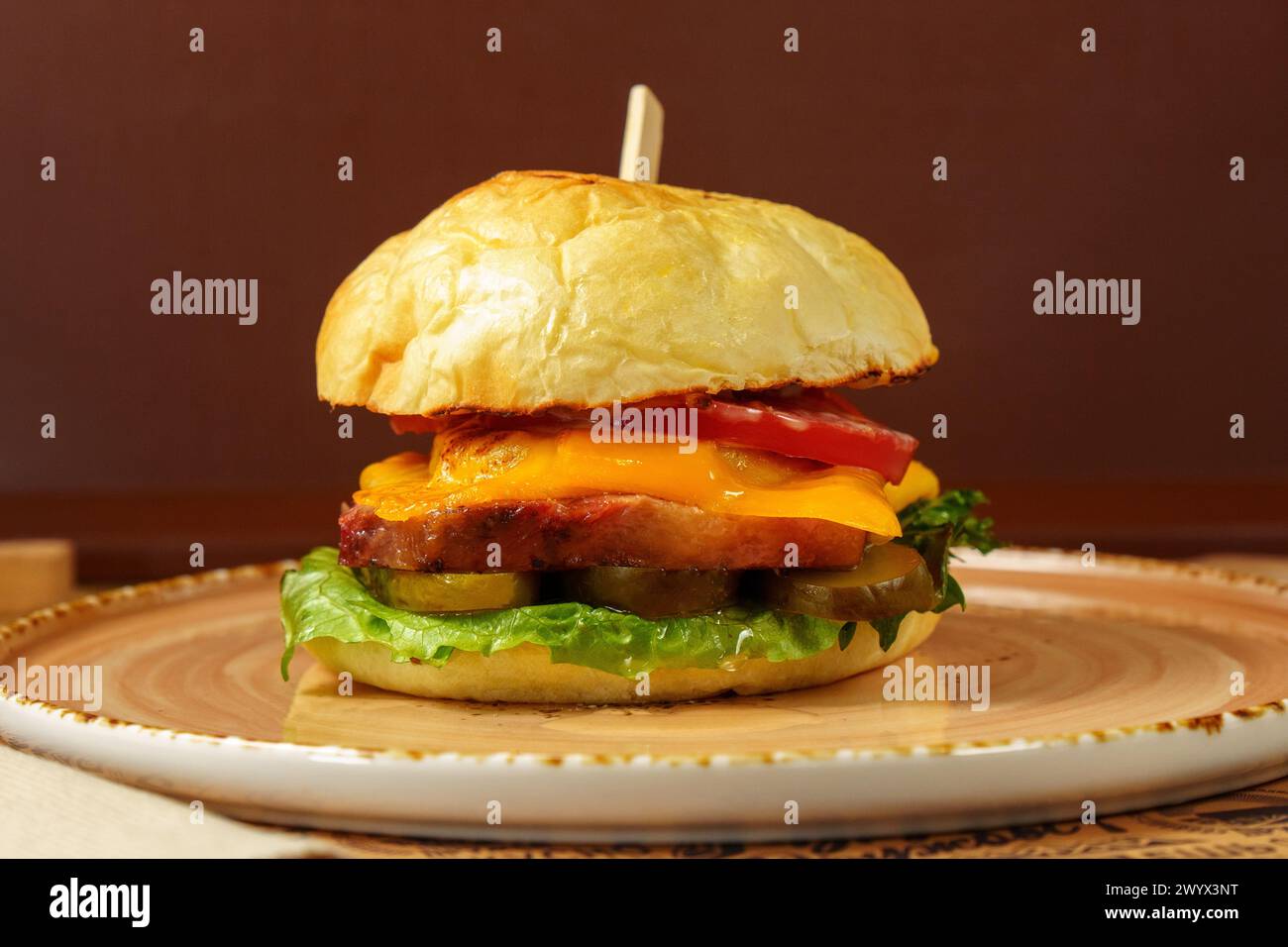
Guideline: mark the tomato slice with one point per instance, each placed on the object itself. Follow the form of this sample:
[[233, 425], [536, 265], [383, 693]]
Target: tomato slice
[[812, 423], [819, 425]]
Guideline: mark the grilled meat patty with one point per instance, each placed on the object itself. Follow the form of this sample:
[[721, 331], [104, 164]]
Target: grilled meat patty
[[603, 530]]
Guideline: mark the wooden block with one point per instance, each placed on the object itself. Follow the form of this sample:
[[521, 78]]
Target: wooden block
[[35, 574]]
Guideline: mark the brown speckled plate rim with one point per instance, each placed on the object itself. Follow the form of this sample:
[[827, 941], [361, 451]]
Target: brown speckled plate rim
[[180, 585]]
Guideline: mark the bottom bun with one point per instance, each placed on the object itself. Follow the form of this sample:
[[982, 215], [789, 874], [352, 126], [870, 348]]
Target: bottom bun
[[526, 674]]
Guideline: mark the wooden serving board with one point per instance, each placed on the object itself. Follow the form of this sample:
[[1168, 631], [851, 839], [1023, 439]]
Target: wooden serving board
[[1127, 684]]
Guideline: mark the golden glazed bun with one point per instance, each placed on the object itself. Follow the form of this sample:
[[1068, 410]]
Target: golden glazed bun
[[541, 289], [526, 676]]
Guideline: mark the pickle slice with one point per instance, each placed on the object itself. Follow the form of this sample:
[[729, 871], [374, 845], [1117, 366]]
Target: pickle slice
[[652, 592], [451, 591], [892, 579]]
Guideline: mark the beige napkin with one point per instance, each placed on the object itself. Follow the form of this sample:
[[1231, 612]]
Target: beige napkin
[[54, 810]]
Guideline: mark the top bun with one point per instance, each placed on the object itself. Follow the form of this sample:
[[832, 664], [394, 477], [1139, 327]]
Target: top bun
[[544, 289]]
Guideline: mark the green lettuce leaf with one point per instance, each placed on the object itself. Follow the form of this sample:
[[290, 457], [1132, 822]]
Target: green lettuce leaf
[[325, 599], [932, 527]]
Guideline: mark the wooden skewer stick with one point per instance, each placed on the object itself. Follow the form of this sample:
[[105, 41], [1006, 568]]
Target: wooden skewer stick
[[642, 144]]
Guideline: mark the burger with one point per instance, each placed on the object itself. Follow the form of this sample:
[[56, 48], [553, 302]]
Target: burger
[[634, 474]]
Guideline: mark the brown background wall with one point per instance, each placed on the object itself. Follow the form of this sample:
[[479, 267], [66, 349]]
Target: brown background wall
[[223, 163]]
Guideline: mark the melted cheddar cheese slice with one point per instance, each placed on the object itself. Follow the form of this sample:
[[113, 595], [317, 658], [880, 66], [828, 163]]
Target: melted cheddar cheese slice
[[473, 466]]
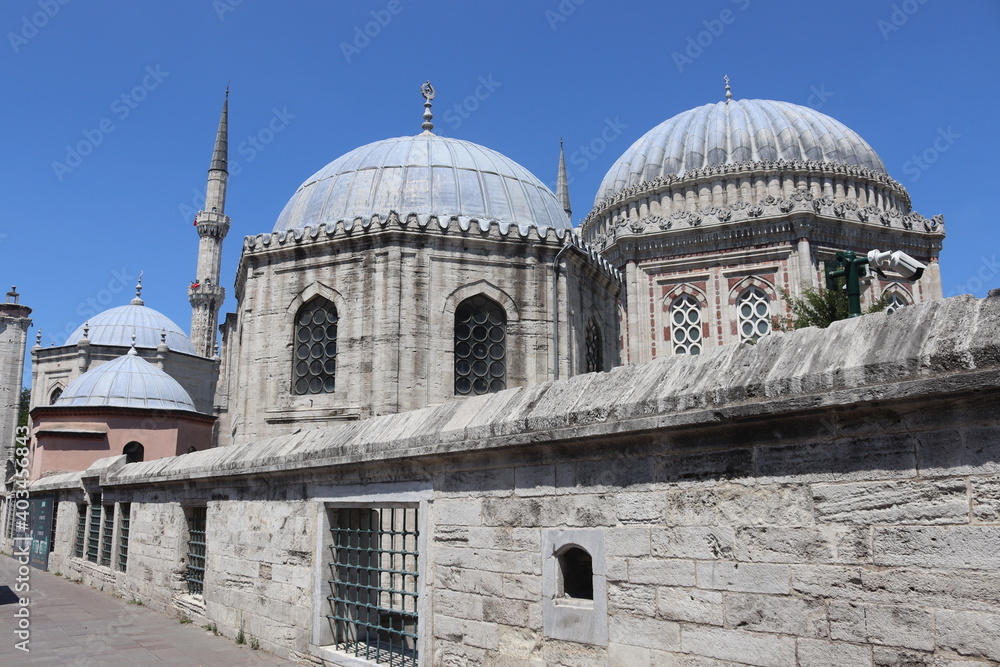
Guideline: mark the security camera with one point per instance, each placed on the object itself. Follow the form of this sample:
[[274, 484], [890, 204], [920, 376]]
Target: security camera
[[897, 261]]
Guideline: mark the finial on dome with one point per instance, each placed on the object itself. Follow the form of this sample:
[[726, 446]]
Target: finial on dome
[[427, 90], [137, 301]]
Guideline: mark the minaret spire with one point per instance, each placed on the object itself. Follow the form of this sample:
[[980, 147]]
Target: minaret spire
[[562, 183], [205, 294]]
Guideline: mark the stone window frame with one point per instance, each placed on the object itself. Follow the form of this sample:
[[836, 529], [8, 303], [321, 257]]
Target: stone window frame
[[574, 619], [419, 495], [736, 294], [281, 397], [442, 383]]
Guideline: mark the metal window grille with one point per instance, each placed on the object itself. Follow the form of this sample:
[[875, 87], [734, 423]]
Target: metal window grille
[[754, 314], [685, 325], [55, 517], [595, 357], [93, 536], [373, 589], [123, 525], [315, 360], [894, 303], [81, 529], [196, 550], [480, 347], [106, 534]]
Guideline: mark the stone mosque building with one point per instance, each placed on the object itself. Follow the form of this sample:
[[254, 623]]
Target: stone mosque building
[[520, 439]]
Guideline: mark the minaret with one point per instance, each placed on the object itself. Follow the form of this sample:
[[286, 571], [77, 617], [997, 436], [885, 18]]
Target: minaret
[[562, 184], [14, 324], [205, 293]]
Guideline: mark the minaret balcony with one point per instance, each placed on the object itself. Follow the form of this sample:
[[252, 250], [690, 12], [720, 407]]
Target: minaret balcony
[[211, 223]]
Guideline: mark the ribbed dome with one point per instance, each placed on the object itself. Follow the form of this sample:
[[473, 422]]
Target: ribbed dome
[[737, 131], [116, 326], [126, 382], [426, 175]]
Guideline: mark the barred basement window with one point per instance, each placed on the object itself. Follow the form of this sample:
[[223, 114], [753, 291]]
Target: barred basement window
[[592, 338], [754, 310], [124, 519], [373, 589], [685, 325], [196, 550], [106, 534], [81, 529], [894, 303], [315, 362], [480, 346], [93, 536]]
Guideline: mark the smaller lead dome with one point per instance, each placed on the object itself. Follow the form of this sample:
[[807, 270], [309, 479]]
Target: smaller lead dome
[[737, 131], [426, 175], [115, 326], [126, 382]]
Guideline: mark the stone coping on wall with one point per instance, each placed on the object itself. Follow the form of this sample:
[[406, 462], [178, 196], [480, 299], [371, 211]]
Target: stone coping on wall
[[939, 347]]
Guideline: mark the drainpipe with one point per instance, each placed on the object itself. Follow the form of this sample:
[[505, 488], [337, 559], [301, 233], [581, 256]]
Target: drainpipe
[[555, 306]]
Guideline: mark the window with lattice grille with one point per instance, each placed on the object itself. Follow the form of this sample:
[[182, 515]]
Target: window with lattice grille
[[196, 550], [480, 347], [685, 325], [754, 312], [594, 347], [124, 521], [894, 303], [314, 363], [373, 583]]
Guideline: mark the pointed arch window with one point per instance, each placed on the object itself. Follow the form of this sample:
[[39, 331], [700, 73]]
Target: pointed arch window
[[685, 325], [754, 313], [594, 347], [314, 363], [895, 302], [480, 347]]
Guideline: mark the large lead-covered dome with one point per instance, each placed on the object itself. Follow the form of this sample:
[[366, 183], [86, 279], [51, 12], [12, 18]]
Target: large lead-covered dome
[[737, 131], [426, 175]]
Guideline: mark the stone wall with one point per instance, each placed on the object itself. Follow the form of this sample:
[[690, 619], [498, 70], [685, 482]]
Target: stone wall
[[820, 498]]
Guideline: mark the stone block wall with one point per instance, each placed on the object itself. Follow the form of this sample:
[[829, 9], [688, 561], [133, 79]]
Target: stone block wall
[[821, 498]]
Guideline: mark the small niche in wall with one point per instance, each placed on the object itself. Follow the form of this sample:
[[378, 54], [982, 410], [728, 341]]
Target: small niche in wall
[[576, 573]]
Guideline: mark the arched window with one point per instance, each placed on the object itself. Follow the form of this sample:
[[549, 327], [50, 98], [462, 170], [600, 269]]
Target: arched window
[[133, 452], [593, 342], [895, 302], [480, 346], [685, 325], [754, 309], [315, 359]]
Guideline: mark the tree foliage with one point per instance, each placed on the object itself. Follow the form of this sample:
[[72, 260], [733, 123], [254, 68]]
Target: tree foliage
[[818, 307]]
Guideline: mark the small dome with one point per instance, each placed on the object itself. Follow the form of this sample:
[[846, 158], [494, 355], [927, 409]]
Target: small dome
[[116, 326], [427, 175], [737, 131], [126, 382]]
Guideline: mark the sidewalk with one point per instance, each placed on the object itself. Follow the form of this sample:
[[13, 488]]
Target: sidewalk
[[72, 624]]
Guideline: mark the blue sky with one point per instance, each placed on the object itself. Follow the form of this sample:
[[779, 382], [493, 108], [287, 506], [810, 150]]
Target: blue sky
[[138, 86]]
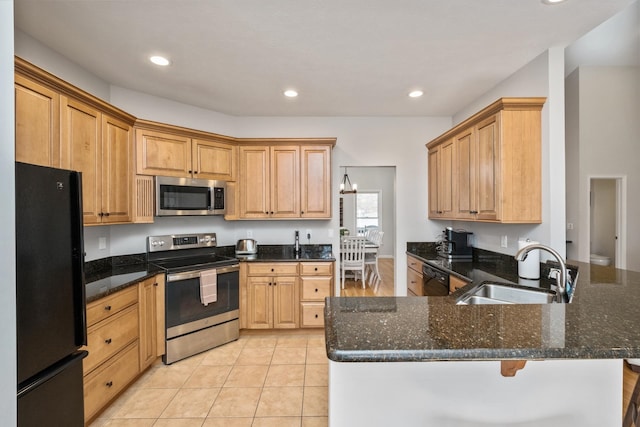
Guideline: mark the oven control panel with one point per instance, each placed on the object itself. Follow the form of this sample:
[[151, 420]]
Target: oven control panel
[[174, 242]]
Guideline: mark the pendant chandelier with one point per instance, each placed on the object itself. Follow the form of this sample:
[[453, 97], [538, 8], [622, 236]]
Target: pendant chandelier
[[345, 186]]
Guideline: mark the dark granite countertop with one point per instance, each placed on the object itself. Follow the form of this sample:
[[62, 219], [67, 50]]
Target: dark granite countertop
[[602, 322], [112, 274], [285, 253], [109, 275]]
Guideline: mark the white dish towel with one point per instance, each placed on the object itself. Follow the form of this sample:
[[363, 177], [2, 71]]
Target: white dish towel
[[208, 286]]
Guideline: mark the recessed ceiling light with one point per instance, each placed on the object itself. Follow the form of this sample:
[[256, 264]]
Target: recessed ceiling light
[[159, 60]]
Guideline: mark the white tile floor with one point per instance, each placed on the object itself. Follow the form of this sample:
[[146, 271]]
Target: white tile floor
[[259, 381]]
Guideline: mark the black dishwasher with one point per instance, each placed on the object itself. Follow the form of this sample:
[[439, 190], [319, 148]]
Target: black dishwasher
[[435, 281]]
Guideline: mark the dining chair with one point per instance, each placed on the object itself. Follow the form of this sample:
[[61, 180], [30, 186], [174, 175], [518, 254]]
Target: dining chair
[[371, 256], [352, 257]]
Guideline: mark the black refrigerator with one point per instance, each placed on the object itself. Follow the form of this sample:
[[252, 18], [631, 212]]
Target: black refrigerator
[[50, 296]]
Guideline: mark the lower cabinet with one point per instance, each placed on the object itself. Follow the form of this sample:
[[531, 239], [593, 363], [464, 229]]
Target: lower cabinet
[[316, 284], [284, 295], [124, 332], [414, 277]]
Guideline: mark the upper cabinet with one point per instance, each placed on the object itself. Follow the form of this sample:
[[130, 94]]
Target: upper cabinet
[[173, 151], [285, 179], [488, 168], [59, 125]]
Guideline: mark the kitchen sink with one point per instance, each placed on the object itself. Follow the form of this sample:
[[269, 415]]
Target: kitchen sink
[[505, 293]]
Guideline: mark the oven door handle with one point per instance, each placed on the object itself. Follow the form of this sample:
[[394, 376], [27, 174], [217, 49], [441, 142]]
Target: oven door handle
[[174, 277]]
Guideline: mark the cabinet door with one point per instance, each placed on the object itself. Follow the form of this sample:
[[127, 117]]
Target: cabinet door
[[213, 160], [37, 123], [117, 170], [315, 182], [286, 302], [488, 157], [147, 312], [254, 182], [162, 154], [82, 151], [285, 182], [259, 302], [465, 173]]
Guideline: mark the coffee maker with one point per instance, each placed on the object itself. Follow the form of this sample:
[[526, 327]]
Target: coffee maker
[[456, 244]]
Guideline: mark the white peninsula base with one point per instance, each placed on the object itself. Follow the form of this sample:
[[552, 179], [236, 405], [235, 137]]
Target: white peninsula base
[[550, 393]]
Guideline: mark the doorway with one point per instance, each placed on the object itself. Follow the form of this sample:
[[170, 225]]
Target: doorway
[[374, 184], [607, 223]]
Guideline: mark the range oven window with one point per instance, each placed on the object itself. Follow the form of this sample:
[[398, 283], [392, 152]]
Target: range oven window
[[183, 299], [176, 197]]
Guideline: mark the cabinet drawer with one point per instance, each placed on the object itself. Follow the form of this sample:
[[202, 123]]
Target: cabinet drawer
[[105, 383], [414, 264], [312, 314], [316, 288], [267, 269], [105, 307], [316, 268], [414, 282], [108, 337]]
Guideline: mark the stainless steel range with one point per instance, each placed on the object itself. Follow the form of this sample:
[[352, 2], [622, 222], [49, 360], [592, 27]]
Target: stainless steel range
[[202, 294]]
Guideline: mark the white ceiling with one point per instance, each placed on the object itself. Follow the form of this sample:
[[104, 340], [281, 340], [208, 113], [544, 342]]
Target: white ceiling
[[345, 57]]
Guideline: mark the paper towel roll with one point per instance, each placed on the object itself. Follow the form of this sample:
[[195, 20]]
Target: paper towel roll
[[530, 267]]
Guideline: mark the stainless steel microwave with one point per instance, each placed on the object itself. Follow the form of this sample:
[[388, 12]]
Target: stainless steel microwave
[[186, 196]]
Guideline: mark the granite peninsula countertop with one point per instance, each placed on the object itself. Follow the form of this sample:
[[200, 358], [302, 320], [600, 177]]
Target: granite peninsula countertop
[[112, 274], [602, 322]]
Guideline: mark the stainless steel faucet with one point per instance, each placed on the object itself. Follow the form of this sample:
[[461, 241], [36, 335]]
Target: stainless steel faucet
[[561, 279]]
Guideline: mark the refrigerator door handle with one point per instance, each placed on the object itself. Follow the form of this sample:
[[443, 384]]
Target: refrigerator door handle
[[55, 370], [80, 304]]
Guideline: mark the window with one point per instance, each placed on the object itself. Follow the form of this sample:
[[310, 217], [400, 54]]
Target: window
[[367, 210]]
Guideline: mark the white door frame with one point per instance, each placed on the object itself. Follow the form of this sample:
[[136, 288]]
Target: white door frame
[[621, 218]]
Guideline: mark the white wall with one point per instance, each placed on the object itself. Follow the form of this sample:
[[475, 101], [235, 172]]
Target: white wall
[[541, 77], [608, 107], [8, 375]]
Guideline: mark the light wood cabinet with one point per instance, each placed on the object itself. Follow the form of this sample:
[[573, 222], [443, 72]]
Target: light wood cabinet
[[414, 277], [280, 181], [125, 335], [100, 147], [37, 123], [152, 327], [272, 296], [112, 343], [441, 191], [172, 151], [59, 125], [497, 171], [316, 283], [284, 295]]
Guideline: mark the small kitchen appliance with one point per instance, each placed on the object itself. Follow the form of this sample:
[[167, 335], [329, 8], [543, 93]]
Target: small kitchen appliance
[[456, 244]]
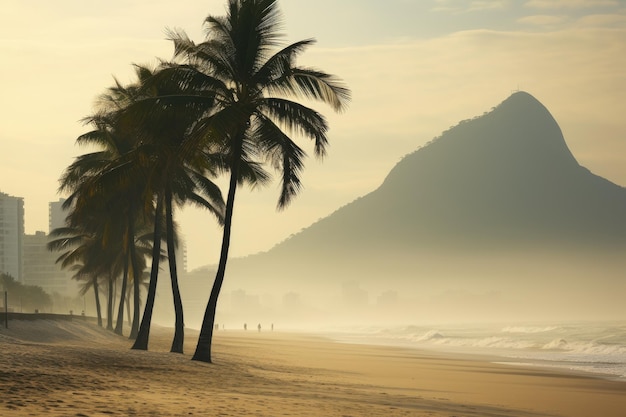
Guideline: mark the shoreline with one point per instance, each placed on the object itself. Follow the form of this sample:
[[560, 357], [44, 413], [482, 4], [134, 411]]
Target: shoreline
[[81, 370]]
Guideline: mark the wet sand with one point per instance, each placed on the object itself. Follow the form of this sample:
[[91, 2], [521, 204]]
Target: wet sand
[[76, 369]]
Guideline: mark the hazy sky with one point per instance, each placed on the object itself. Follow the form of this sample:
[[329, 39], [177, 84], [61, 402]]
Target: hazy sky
[[415, 67]]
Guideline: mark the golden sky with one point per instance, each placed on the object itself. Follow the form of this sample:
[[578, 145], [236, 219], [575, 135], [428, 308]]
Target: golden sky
[[415, 68]]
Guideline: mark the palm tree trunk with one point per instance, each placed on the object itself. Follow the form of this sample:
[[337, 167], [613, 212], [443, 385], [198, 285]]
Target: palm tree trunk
[[120, 310], [110, 303], [203, 348], [141, 343], [136, 276], [98, 309], [179, 327], [128, 308]]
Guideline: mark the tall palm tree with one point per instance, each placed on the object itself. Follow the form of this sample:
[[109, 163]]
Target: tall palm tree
[[253, 117], [177, 174]]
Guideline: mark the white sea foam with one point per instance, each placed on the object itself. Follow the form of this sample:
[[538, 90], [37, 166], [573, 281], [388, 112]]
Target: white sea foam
[[589, 347]]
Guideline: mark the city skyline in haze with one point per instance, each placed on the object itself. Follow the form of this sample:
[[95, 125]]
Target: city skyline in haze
[[415, 68]]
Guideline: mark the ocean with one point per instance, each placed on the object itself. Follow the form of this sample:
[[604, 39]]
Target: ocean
[[597, 348]]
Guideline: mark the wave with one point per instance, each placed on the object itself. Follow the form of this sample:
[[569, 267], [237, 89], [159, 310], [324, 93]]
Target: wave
[[528, 329]]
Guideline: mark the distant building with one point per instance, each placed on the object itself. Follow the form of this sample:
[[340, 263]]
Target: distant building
[[11, 235], [56, 215], [40, 268]]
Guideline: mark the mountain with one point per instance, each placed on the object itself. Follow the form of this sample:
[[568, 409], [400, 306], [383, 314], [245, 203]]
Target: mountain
[[495, 205]]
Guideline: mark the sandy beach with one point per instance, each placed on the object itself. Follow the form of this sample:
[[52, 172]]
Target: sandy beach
[[58, 368]]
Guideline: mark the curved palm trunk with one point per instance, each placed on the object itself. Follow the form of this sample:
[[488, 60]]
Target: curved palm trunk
[[203, 349], [143, 335], [110, 303], [179, 328], [120, 310], [134, 330], [98, 308]]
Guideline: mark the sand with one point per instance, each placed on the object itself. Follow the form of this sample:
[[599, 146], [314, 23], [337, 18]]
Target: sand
[[50, 368]]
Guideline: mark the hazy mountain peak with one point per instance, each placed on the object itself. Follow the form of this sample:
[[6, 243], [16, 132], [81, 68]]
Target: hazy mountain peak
[[517, 135]]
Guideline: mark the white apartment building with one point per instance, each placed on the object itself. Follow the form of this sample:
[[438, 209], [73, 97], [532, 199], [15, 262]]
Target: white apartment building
[[11, 235]]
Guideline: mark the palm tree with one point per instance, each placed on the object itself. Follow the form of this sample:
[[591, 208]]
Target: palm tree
[[177, 174], [252, 117]]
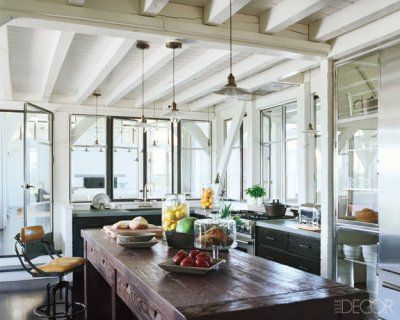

— ABOUT THIS EXERCISE —
Using the records above, print exactly the run of lines that starts with the line with "[[105, 41], [1006, 568]]" and goes on through the line with "[[875, 87], [734, 423]]", pictures excluded.

— FINISHED TASK —
[[105, 41], [1006, 568]]
Target: wooden skewer stick
[[642, 144]]
Guideline: mark the burger with one point per instance, each placed on the object itself. Follow the form of this sample:
[[56, 48], [553, 302]]
Target: burger
[[634, 474]]
Guideline: mark the brown background wall with one point per instance, each placed on the object itself. Follow the form of this sample:
[[479, 267], [66, 349]]
Target: brown background wall
[[223, 163]]
Guideline: mark the melted cheddar cheese slice with one point per instance, each placed on the object itself. Follow the form of this sample:
[[113, 595], [317, 658], [880, 66], [828, 163]]
Target: melted cheddar cheese slice
[[473, 466]]
Guideline: mark the security camera with one point per instance, each placed on the object itself. Follow the form of this sample:
[[274, 484], [890, 204], [920, 376]]
Target: security camera
[[897, 261]]
Guideline: mark the finial on dome with one point per instance, each placed on the object itself. Follow the form of this sample:
[[726, 446]]
Target: finial on dome
[[427, 90], [137, 301]]
Guideline: mark the minaret spire with one point per instance, each placed on the object itself. Follow the form of this sample:
[[980, 147]]
Target: minaret spire
[[562, 183], [205, 294]]
Guideline: mark the stone window frame with one point per instance, each placed on the object itself. Follow the form of this sample:
[[836, 529], [8, 303], [321, 257]]
Target: stone window frame
[[574, 619], [419, 495], [736, 294], [281, 397], [442, 383]]
Guideline: mark the metal window grille with one point per instance, each placed on the object itself. Follow the form of this sample:
[[875, 87], [734, 423]]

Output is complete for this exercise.